Image region labeling entries:

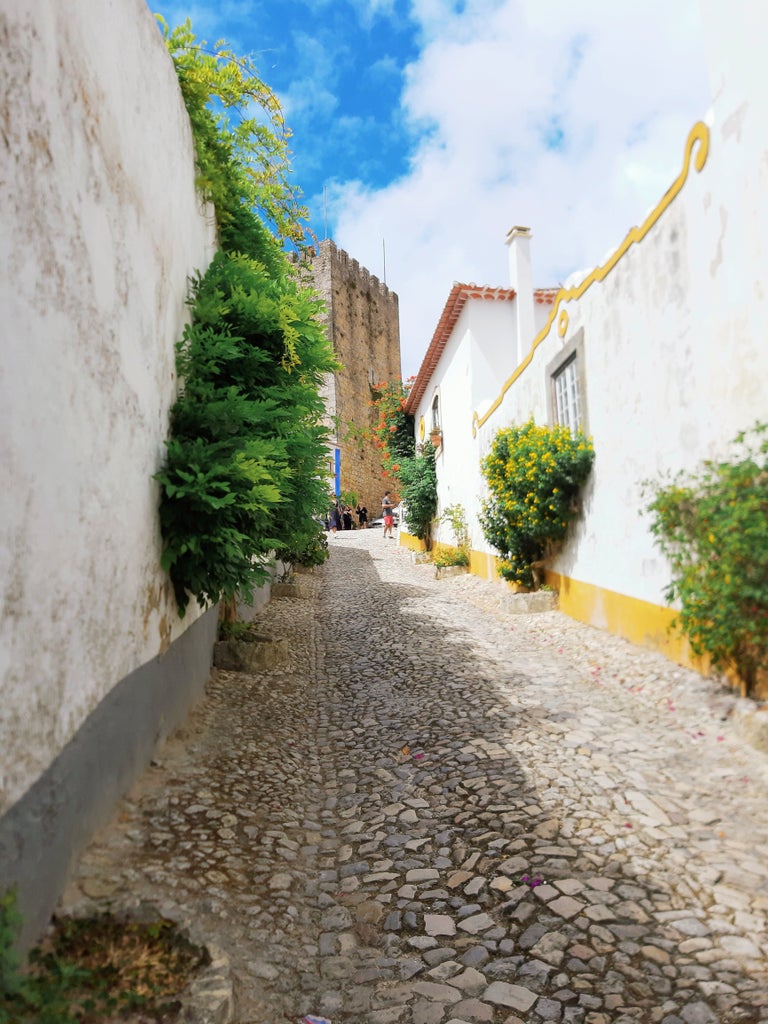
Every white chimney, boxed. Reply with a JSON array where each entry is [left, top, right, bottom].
[[506, 226, 535, 366]]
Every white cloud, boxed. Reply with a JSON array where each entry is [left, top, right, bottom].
[[329, 0, 709, 374]]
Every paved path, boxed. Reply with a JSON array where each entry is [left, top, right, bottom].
[[66, 529, 768, 1024]]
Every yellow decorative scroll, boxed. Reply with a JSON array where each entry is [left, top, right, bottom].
[[472, 121, 710, 437]]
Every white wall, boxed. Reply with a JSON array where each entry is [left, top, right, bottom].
[[0, 0, 215, 814], [417, 0, 768, 630], [481, 8, 768, 604]]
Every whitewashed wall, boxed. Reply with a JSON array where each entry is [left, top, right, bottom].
[[415, 298, 550, 553], [480, 2, 768, 604], [417, 0, 768, 625], [0, 0, 215, 815]]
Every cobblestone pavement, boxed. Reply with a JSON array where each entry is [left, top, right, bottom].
[[66, 529, 768, 1024]]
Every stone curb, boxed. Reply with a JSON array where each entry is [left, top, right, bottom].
[[51, 897, 234, 1024], [179, 932, 234, 1024], [731, 698, 768, 754]]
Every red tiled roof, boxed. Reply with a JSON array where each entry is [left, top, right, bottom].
[[406, 284, 515, 414], [406, 284, 559, 414]]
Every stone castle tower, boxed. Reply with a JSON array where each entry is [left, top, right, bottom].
[[312, 239, 400, 521]]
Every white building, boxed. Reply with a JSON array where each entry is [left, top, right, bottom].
[[402, 2, 768, 679]]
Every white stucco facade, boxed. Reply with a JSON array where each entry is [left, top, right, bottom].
[[405, 2, 768, 655], [0, 0, 215, 815]]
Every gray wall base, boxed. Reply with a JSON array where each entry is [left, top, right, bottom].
[[0, 607, 218, 948]]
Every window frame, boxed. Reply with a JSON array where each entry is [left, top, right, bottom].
[[546, 327, 589, 434]]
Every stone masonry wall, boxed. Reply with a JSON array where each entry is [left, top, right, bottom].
[[312, 239, 401, 519]]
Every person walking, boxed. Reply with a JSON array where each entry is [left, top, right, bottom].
[[381, 490, 394, 540], [329, 502, 341, 535]]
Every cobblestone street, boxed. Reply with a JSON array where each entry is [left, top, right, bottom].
[[65, 529, 768, 1024]]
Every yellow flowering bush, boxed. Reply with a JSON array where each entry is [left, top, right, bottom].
[[480, 419, 595, 587]]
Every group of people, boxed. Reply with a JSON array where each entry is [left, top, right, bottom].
[[328, 502, 368, 534], [327, 490, 394, 537]]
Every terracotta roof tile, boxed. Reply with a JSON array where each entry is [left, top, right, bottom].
[[406, 284, 558, 414]]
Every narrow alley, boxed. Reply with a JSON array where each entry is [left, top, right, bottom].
[[63, 529, 768, 1024]]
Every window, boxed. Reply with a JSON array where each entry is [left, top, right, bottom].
[[552, 353, 582, 433], [547, 328, 587, 433], [431, 395, 440, 430]]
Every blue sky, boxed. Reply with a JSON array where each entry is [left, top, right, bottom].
[[150, 0, 711, 375]]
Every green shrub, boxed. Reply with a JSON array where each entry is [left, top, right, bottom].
[[645, 424, 768, 692], [432, 503, 469, 568], [480, 420, 595, 588], [156, 23, 338, 615], [398, 441, 437, 547]]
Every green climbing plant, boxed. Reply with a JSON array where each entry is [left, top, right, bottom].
[[645, 424, 768, 692], [399, 441, 437, 548], [156, 22, 338, 615]]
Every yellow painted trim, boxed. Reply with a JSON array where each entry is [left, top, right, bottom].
[[472, 121, 710, 437], [547, 572, 709, 673]]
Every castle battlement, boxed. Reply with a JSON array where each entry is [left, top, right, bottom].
[[318, 239, 398, 303]]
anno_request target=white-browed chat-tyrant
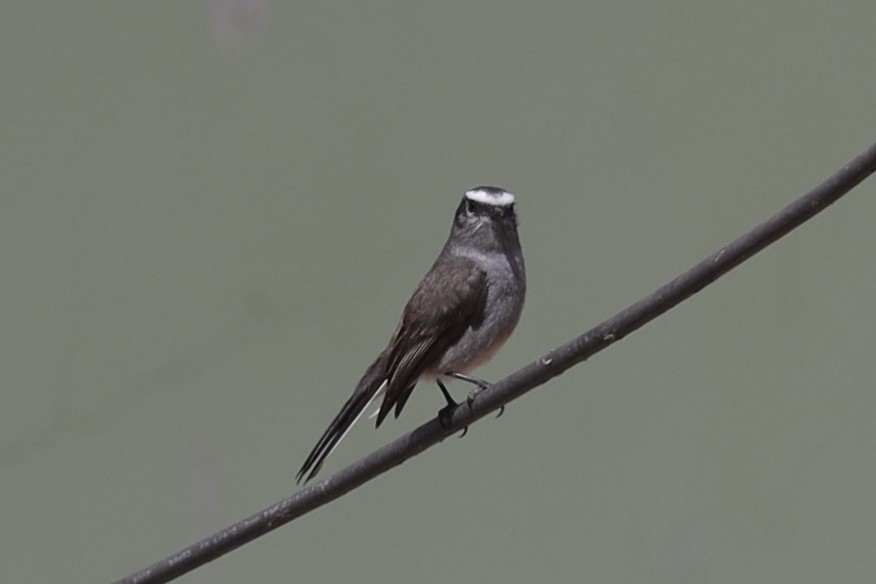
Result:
[297,187,526,482]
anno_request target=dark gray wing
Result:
[377,256,487,426]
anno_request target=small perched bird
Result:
[297,187,526,482]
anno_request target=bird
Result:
[296,186,526,483]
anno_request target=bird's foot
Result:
[435,379,468,438]
[444,371,505,418]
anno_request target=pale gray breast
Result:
[434,246,526,373]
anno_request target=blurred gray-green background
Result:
[0,0,876,584]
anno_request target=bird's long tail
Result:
[296,355,388,483]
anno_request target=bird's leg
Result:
[444,371,505,418]
[435,379,468,438]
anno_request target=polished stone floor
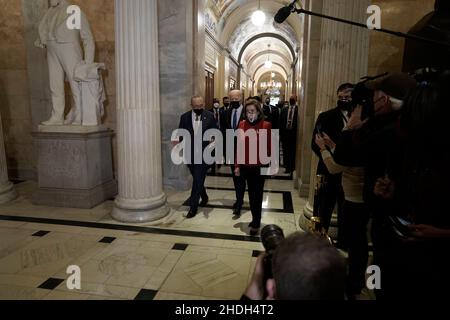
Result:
[0,168,305,300]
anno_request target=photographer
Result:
[242,232,346,300]
[375,71,450,299]
[334,73,417,298]
[311,83,354,248]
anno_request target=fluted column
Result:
[0,114,17,203]
[112,0,169,222]
[300,0,370,235]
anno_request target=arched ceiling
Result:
[242,37,294,75]
[207,0,303,84]
[253,63,288,83]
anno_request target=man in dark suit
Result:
[222,90,246,217]
[280,95,298,174]
[220,97,230,111]
[312,83,354,242]
[179,96,218,219]
[263,98,280,129]
[209,98,226,174]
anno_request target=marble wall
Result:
[369,0,434,75]
[0,0,35,179]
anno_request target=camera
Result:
[351,80,375,120]
[350,73,388,120]
[261,224,284,280]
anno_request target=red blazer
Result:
[235,120,272,167]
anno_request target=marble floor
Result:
[0,169,374,300]
[0,168,305,300]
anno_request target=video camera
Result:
[261,224,284,283]
[350,73,388,120]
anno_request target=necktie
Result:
[288,107,294,129]
[233,110,237,130]
[194,115,200,132]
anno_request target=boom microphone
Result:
[275,0,297,23]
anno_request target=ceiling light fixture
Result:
[264,44,273,69]
[252,0,266,27]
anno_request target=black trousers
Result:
[318,176,346,242]
[231,165,246,209]
[241,166,265,229]
[340,201,370,295]
[281,131,297,172]
[188,164,208,210]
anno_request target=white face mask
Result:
[247,114,258,123]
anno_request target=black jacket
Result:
[178,110,218,163]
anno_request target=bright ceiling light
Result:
[252,0,266,27]
[252,10,266,27]
[264,44,273,69]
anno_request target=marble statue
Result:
[35,0,104,126]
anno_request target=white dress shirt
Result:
[231,104,244,129]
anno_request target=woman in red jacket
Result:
[235,100,272,236]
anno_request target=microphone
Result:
[274,0,297,23]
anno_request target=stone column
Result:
[156,0,205,190]
[296,0,323,198]
[22,0,52,131]
[112,0,169,222]
[300,0,370,236]
[0,114,17,204]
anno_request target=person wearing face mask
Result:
[234,100,272,236]
[178,96,218,219]
[35,0,95,125]
[263,97,280,129]
[221,90,250,219]
[311,83,354,248]
[209,98,225,175]
[280,95,298,174]
[333,73,417,299]
[220,97,230,112]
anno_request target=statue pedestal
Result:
[32,126,117,209]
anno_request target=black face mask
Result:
[230,101,241,109]
[194,109,205,116]
[338,100,352,111]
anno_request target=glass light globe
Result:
[252,10,266,27]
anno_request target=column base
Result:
[0,182,17,204]
[111,195,170,223]
[298,201,338,240]
[298,179,310,198]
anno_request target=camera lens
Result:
[261,224,284,254]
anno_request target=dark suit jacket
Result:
[208,108,225,130]
[311,108,344,176]
[220,107,245,159]
[280,106,298,137]
[178,110,218,163]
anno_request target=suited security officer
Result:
[179,96,218,219]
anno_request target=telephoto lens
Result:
[261,224,284,279]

> INSTRUCTIONS TO FOLLOW: Print from the line containing "anno_request target=statue pedestal" to the last line above, exactly as written.

> CORRECT OUTPUT:
anno_request target=statue pedestal
Result:
[32,126,117,209]
anno_request target=black face mask
Result:
[230,101,241,109]
[194,109,205,116]
[338,100,352,111]
anno_request target=glass light globe
Result:
[252,10,266,27]
anno_request target=column base
Result:
[0,182,17,204]
[111,195,170,223]
[298,201,338,240]
[298,179,310,198]
anno_request target=camera lens
Result:
[261,224,284,254]
anno_request target=dark suit jacket
Result:
[208,108,225,130]
[311,108,344,176]
[220,107,245,159]
[280,106,298,137]
[178,110,218,163]
anno_request target=suited security officer
Result:
[179,96,218,219]
anno_request target=telephoto lens
Result:
[261,224,284,279]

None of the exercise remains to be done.